--- BEGIN MATERIAL TO PROCESS ---

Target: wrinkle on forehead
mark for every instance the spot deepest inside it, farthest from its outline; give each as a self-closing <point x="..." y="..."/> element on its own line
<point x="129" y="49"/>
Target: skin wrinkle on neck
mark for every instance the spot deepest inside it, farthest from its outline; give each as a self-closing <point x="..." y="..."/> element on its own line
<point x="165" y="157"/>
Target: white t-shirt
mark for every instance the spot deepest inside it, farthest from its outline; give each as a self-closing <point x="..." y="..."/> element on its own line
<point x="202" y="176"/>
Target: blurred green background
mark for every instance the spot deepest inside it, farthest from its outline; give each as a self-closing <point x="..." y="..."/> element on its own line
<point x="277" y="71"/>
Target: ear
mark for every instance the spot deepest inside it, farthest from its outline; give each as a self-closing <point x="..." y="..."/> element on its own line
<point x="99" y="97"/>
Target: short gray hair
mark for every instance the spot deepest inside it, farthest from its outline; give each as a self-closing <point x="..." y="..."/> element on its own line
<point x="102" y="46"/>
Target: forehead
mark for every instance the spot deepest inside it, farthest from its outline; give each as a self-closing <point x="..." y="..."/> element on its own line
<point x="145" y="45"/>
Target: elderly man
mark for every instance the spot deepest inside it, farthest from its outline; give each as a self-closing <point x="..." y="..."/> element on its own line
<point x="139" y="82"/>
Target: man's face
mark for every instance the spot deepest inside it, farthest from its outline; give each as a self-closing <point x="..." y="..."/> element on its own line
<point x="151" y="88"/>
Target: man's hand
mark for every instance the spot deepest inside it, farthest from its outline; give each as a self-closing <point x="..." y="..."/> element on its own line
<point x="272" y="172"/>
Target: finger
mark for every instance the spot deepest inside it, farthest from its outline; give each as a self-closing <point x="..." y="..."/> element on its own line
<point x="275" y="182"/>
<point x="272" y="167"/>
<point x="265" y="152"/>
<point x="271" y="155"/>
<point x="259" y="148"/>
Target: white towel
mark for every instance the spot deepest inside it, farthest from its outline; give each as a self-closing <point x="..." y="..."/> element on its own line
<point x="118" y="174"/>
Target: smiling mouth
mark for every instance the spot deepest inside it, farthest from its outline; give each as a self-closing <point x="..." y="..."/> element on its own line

--- END MATERIAL TO PROCESS ---

▸ **AIM OF THE TASK**:
Exact output of every entry is required.

▸ **EXERCISE OUTPUT**:
Target: wrinkle on forehead
mark for every instance the spot deepest inside it, farthest from its outline; give each as a self-closing <point x="..." y="..."/> element on its own line
<point x="129" y="49"/>
Target: skin wrinkle on neck
mark for every instance the spot deepest inside it, farthest from its outline; give each as a self-closing <point x="..." y="..."/> element on its own line
<point x="165" y="157"/>
Target: white t-shirt
mark for every instance the spot deepest inside it, farthest from its outline; give each as a self-closing <point x="..." y="..."/> element on its own line
<point x="202" y="176"/>
Target: blurred green background
mark for every instance the spot deepest inside it, farthest from its outline; give each as a self-closing <point x="..." y="..."/> element on its own line
<point x="277" y="71"/>
Target: ear
mark for every instance the spot deepest inside it, farthest from its outline; give each as a self-closing <point x="..." y="..."/> element on its own line
<point x="99" y="97"/>
Target: short gray hair
mark for every instance the spot deepest inside it, farthest from its outline; give each as a self-closing <point x="..." y="..."/> element on its own line
<point x="102" y="46"/>
Target: forehead
mark for every instance the spot deepest inside it, farthest from its outline; give each as a self-closing <point x="..." y="..."/> element on its own line
<point x="145" y="45"/>
Target: elderly man
mark for every instance the spot deepest inside it, farthest from its outline; give each as a self-closing <point x="..." y="..."/> element on its own line
<point x="139" y="82"/>
Target: man's face
mark for every instance the spot deepest inside it, farthest from its outline; give each as a self-closing <point x="..." y="..."/> element on its own line
<point x="151" y="88"/>
Target: man's hand
mark for every instance the spot deepest inside it, farthest from its outline; give each as a self-closing <point x="..." y="..."/> element on its own line
<point x="272" y="172"/>
Target: finger
mark for every instance the spot deepest inside it, farthest from its outline; give each as a self-closing <point x="..." y="..."/> element on its own line
<point x="275" y="182"/>
<point x="272" y="167"/>
<point x="265" y="152"/>
<point x="271" y="155"/>
<point x="259" y="148"/>
Target: white towel
mark for every instance the spot deepest inside it, farthest from its outline; give each as a self-closing <point x="..." y="..."/> element on its own line
<point x="118" y="174"/>
Target: smiling mouth
mark for every instance the spot deepest inside it, farthest from its outline; give each as a self-closing <point x="..." y="..."/> element on its own line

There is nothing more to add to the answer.